Aim
Count the lines in the saved entries below that contain the string "mirror", treating uppercase and lowercase as different, and give only that number.
***** Records for the task
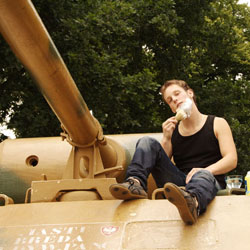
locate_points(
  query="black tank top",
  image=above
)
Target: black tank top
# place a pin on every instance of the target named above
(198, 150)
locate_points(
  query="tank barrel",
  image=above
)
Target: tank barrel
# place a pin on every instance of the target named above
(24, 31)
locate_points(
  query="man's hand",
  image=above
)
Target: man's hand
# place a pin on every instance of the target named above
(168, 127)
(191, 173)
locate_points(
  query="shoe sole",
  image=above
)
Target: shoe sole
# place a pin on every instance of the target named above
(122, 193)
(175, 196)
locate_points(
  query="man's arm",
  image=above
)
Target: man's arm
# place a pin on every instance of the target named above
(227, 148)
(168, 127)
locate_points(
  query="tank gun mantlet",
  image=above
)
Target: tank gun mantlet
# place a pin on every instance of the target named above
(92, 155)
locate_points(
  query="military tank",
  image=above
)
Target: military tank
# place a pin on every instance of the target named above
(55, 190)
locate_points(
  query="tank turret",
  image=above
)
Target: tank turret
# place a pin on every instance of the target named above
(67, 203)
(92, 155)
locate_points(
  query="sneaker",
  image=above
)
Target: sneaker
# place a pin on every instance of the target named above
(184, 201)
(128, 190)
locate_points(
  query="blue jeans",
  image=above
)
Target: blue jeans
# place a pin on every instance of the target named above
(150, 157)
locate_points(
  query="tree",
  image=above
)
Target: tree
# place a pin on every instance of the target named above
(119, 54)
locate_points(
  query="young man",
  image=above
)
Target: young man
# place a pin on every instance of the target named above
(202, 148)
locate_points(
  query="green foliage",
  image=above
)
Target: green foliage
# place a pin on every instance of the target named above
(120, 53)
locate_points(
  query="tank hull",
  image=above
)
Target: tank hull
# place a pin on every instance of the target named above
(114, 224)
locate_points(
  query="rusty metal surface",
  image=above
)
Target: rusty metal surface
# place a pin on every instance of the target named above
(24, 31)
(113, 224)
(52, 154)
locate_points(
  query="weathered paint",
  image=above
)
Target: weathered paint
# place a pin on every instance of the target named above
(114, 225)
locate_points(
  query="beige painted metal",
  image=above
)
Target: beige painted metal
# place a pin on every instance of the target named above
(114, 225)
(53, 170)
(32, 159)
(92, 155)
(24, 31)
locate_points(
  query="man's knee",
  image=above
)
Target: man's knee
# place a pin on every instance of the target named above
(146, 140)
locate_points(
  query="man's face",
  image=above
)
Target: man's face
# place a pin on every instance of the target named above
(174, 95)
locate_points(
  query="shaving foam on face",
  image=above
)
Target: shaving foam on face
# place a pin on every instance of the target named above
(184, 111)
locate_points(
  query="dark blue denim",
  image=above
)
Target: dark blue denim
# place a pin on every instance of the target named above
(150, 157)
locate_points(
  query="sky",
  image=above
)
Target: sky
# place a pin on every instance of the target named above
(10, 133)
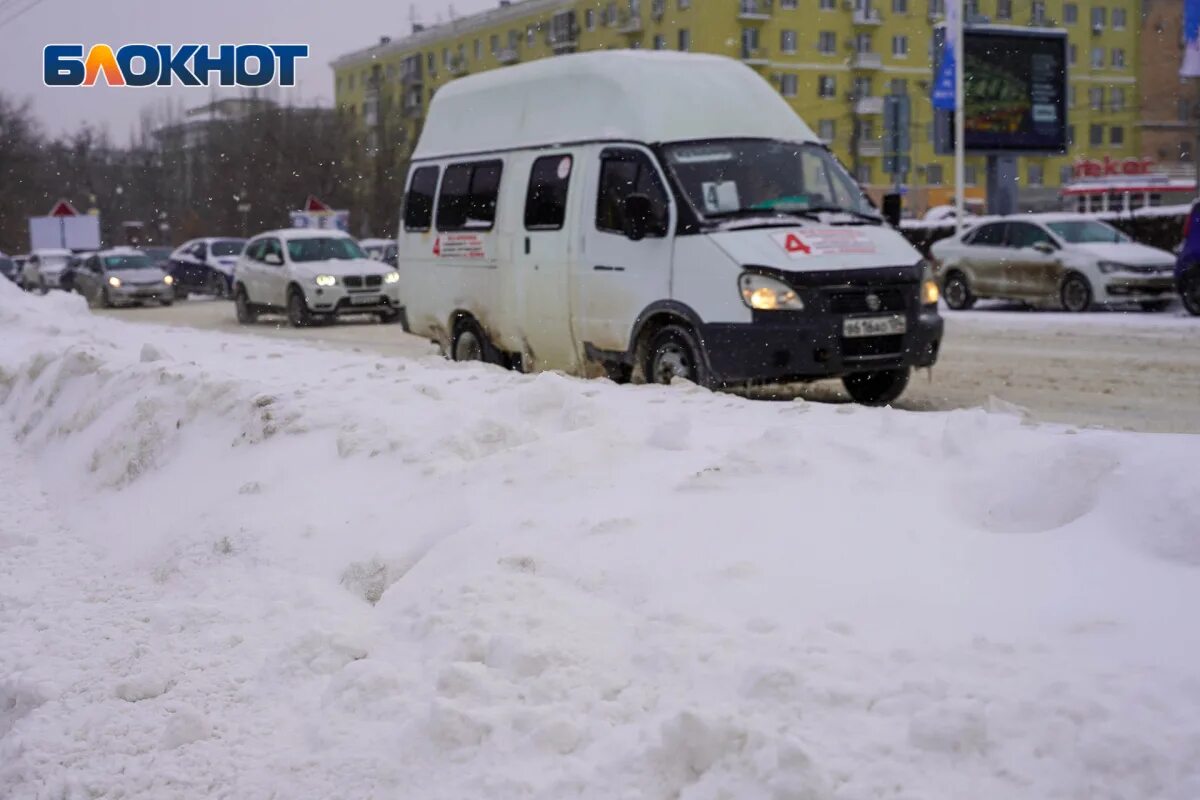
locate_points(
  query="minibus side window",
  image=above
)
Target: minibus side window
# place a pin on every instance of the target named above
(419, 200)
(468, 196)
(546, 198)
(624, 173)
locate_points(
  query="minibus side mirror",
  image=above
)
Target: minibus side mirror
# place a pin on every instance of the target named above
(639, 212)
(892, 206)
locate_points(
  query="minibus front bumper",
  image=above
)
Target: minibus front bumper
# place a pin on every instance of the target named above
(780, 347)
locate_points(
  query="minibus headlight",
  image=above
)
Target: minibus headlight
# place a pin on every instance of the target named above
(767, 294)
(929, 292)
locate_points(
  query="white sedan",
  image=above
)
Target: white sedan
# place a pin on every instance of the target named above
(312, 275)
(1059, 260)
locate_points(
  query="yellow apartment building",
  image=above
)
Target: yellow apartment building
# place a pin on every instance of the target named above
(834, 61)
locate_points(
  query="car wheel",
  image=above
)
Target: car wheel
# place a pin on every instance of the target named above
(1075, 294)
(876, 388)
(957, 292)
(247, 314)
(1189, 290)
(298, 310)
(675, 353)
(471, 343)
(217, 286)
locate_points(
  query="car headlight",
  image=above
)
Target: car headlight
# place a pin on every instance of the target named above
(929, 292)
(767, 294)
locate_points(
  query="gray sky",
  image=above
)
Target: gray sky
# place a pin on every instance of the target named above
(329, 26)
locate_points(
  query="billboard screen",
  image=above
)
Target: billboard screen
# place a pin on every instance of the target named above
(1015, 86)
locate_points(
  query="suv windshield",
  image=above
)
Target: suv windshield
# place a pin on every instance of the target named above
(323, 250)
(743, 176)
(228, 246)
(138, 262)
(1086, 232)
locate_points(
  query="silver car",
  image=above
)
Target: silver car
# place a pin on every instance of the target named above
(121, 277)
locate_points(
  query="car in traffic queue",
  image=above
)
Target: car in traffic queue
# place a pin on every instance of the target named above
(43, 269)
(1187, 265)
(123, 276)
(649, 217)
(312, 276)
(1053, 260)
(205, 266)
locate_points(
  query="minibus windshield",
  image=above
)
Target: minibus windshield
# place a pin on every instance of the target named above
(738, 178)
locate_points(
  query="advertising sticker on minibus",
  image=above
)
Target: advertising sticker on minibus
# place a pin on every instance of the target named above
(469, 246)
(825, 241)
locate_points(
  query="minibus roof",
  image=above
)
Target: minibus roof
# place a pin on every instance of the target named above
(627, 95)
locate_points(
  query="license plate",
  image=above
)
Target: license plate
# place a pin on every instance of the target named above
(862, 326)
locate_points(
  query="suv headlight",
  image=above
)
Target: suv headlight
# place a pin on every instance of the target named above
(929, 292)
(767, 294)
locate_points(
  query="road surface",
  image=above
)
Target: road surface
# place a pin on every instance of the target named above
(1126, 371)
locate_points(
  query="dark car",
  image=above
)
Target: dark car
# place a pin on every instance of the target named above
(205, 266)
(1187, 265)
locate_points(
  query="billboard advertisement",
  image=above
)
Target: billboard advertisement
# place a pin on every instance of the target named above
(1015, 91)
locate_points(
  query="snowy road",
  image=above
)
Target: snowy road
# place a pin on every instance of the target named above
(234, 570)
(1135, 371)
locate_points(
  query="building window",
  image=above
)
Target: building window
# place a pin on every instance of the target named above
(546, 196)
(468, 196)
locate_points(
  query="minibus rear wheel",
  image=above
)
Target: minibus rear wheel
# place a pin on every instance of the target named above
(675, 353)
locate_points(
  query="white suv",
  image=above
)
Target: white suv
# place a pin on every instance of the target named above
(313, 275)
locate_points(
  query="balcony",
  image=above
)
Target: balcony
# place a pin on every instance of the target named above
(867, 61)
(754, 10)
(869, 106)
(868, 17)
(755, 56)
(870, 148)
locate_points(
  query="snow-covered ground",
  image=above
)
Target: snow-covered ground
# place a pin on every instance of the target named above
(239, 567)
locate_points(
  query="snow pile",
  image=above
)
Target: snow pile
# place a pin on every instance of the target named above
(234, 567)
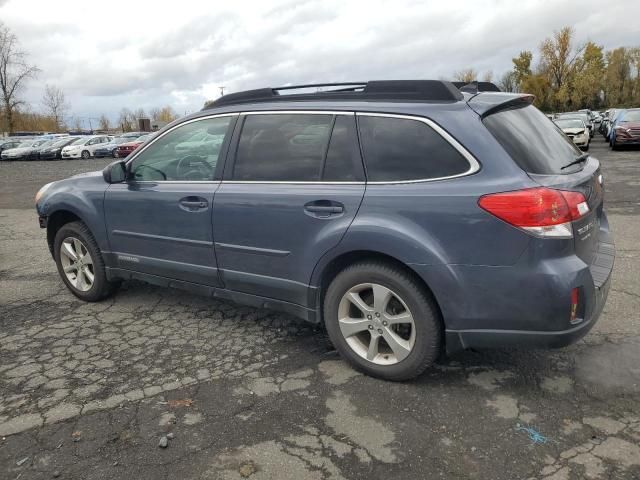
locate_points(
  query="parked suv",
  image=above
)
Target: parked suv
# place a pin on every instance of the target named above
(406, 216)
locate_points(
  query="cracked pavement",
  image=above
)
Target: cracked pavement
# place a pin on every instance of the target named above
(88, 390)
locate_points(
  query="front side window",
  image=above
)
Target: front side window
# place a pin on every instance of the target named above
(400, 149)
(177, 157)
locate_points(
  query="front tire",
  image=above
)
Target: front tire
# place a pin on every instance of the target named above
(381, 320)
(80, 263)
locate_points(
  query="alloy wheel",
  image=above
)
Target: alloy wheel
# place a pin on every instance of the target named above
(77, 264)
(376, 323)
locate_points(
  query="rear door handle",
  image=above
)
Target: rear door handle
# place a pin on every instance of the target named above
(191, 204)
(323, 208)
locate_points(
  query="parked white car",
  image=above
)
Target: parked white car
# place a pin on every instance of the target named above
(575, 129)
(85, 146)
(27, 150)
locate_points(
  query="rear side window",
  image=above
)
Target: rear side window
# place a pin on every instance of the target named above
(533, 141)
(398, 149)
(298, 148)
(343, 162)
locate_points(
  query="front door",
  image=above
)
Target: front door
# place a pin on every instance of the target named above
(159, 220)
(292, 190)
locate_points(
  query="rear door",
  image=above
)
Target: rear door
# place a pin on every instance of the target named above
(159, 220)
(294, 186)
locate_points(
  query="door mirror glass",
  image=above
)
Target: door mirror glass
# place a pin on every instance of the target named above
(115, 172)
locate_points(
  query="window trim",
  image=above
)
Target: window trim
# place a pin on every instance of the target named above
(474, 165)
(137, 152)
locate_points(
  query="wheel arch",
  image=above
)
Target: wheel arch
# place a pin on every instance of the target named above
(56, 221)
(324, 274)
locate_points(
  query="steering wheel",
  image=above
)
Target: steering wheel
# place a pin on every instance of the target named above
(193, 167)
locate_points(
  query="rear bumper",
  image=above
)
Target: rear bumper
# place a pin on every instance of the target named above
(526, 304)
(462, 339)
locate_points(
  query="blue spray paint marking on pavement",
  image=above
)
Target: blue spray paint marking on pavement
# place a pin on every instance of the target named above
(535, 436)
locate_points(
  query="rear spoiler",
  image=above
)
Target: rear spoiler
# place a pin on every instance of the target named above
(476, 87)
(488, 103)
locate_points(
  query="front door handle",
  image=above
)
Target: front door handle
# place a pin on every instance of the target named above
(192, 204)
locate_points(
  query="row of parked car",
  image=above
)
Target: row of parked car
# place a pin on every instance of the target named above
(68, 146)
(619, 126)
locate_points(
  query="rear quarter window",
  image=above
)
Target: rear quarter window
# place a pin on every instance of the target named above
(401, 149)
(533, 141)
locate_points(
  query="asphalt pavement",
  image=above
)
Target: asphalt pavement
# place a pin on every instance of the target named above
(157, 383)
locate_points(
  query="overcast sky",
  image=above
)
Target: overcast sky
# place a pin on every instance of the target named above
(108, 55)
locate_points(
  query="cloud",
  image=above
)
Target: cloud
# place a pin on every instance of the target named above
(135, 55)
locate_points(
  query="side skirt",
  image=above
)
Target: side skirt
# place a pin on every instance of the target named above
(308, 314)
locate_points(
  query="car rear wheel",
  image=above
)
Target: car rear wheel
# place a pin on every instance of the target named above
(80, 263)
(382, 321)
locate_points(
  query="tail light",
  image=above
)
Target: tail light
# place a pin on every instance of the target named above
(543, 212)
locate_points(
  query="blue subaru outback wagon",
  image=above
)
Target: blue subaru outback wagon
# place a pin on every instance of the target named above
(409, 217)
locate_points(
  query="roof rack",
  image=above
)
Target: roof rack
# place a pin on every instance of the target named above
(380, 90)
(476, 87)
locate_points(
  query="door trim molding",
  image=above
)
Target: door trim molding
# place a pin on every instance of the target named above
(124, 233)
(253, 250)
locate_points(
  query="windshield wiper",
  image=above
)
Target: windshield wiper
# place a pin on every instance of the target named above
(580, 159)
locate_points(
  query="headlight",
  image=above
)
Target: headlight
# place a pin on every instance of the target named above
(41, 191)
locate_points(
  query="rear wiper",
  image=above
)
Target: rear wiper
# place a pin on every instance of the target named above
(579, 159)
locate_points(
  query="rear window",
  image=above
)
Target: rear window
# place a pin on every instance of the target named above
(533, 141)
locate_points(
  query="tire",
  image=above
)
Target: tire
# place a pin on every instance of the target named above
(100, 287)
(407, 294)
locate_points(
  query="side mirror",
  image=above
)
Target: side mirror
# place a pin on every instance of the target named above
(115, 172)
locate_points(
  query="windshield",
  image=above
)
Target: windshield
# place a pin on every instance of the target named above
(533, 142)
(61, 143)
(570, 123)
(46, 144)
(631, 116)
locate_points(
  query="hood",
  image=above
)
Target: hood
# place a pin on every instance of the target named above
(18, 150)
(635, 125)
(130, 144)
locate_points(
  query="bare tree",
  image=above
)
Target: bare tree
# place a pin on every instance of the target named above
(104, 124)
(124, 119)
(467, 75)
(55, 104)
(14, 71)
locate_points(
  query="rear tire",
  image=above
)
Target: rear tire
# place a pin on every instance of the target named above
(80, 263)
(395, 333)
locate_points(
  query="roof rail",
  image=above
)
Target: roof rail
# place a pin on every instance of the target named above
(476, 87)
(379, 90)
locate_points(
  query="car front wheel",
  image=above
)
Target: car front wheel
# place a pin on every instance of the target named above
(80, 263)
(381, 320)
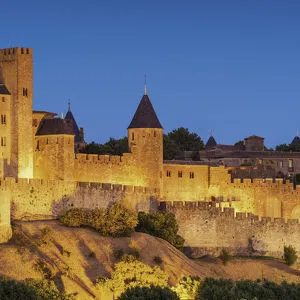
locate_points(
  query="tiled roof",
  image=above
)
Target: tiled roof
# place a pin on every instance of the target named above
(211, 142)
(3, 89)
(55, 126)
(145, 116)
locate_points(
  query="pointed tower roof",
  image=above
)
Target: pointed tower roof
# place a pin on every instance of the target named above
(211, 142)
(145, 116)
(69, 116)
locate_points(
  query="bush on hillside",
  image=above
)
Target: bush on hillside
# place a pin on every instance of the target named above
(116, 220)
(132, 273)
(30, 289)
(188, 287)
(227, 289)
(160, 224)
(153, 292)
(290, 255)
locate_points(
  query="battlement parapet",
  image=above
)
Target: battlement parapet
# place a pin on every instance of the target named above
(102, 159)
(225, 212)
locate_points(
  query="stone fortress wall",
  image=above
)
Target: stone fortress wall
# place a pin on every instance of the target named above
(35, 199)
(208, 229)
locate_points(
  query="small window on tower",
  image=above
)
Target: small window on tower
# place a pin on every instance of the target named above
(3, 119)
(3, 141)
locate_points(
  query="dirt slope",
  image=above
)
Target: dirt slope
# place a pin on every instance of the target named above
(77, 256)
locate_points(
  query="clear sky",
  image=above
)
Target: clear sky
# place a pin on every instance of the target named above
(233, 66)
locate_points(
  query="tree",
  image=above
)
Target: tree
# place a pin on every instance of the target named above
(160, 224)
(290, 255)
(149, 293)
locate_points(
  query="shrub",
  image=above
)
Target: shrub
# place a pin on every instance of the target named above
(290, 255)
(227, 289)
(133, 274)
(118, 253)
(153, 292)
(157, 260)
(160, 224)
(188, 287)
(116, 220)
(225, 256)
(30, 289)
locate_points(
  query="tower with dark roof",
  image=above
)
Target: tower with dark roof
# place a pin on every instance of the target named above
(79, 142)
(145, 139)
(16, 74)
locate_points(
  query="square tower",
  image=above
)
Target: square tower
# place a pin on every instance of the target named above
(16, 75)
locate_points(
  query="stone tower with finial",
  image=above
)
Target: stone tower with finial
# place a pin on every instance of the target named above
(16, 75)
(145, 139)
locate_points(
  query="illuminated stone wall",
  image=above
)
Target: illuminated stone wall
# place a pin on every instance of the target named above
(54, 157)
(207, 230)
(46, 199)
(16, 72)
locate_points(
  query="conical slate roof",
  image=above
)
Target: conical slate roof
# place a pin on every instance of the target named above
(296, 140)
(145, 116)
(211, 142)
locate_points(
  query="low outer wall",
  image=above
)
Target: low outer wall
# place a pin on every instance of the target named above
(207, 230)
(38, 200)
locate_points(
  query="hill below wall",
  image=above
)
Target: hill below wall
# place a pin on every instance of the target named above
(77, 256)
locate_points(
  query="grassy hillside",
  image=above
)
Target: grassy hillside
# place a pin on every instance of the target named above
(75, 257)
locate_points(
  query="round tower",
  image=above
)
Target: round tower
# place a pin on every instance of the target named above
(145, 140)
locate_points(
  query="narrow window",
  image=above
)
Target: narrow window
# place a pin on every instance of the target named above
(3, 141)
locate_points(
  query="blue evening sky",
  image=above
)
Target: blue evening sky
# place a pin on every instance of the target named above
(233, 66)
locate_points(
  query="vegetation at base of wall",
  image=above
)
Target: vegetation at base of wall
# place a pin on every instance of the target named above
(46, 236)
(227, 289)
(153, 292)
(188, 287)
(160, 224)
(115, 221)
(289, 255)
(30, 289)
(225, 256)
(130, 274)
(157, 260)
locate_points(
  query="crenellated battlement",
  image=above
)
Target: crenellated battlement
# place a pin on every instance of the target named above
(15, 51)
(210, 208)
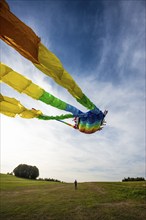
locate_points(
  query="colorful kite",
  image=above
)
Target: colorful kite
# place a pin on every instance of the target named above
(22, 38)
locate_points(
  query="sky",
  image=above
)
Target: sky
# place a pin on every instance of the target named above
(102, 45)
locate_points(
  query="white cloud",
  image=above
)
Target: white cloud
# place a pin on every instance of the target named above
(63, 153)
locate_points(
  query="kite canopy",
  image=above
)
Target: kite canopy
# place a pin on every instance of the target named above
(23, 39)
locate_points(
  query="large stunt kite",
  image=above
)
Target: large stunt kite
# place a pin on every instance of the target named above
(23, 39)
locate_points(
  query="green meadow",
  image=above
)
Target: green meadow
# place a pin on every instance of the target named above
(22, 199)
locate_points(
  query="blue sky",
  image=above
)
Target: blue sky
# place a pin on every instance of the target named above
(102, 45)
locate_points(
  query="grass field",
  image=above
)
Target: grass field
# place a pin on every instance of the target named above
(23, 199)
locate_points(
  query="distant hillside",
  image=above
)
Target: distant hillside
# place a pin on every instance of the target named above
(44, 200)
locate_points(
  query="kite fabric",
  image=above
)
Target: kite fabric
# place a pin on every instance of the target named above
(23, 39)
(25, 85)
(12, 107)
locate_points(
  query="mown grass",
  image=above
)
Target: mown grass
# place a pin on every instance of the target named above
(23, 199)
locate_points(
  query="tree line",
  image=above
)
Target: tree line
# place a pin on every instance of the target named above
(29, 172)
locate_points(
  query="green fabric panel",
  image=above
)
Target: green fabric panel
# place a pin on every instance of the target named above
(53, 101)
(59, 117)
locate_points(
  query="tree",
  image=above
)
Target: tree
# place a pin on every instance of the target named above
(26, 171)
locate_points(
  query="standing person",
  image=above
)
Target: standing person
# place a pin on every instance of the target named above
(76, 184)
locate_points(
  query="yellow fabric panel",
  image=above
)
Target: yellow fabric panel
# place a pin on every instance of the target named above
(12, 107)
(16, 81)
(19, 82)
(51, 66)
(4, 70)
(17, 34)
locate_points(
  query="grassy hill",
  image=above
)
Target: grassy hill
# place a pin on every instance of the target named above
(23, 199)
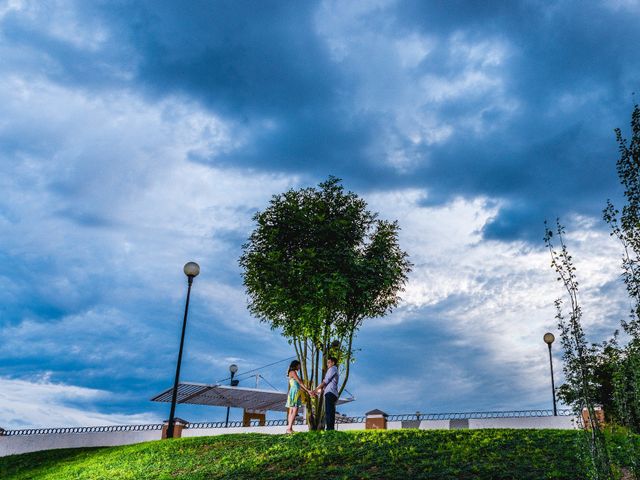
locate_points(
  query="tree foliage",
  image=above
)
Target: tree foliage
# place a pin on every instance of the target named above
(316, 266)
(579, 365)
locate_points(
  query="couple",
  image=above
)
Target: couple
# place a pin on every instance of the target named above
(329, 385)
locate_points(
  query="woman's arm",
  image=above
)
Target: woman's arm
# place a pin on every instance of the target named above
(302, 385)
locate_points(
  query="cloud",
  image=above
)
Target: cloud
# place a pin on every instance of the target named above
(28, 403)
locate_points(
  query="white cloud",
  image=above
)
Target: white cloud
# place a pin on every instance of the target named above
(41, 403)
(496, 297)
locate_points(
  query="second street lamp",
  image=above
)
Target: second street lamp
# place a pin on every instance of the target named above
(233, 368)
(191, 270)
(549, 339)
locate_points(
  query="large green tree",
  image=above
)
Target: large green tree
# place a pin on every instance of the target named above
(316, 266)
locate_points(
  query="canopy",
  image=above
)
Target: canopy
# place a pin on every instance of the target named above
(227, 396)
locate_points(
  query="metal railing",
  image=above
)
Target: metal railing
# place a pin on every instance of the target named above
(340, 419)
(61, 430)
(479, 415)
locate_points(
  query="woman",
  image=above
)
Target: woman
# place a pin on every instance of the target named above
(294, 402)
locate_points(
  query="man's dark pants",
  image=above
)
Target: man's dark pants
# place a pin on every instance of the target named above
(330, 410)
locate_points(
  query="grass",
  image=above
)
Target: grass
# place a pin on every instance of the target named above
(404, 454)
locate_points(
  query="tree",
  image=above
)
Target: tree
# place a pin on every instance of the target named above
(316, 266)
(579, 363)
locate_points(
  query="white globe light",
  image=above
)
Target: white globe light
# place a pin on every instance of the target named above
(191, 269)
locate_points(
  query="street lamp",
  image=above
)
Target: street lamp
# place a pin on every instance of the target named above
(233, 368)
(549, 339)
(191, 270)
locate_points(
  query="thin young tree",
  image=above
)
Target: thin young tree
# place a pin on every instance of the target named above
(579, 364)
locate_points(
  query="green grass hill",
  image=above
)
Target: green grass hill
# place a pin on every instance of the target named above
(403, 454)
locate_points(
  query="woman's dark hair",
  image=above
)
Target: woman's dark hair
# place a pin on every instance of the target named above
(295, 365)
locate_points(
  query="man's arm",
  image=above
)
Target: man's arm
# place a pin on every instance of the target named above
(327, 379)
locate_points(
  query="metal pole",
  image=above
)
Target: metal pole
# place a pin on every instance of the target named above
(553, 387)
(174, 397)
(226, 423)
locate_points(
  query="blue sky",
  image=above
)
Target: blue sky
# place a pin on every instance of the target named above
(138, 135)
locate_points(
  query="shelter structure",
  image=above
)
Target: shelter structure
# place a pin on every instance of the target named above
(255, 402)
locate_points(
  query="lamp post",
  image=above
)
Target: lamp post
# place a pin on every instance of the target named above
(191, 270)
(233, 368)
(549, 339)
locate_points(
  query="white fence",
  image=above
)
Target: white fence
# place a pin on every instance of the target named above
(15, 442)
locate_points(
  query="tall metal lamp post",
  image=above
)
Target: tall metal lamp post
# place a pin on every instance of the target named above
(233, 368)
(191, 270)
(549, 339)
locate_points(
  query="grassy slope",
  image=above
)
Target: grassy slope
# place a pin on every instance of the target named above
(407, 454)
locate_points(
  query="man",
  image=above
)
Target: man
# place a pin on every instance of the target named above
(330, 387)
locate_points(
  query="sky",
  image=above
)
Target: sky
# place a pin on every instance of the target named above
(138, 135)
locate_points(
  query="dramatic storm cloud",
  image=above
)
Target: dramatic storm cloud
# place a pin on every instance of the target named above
**********
Result for this exercise
6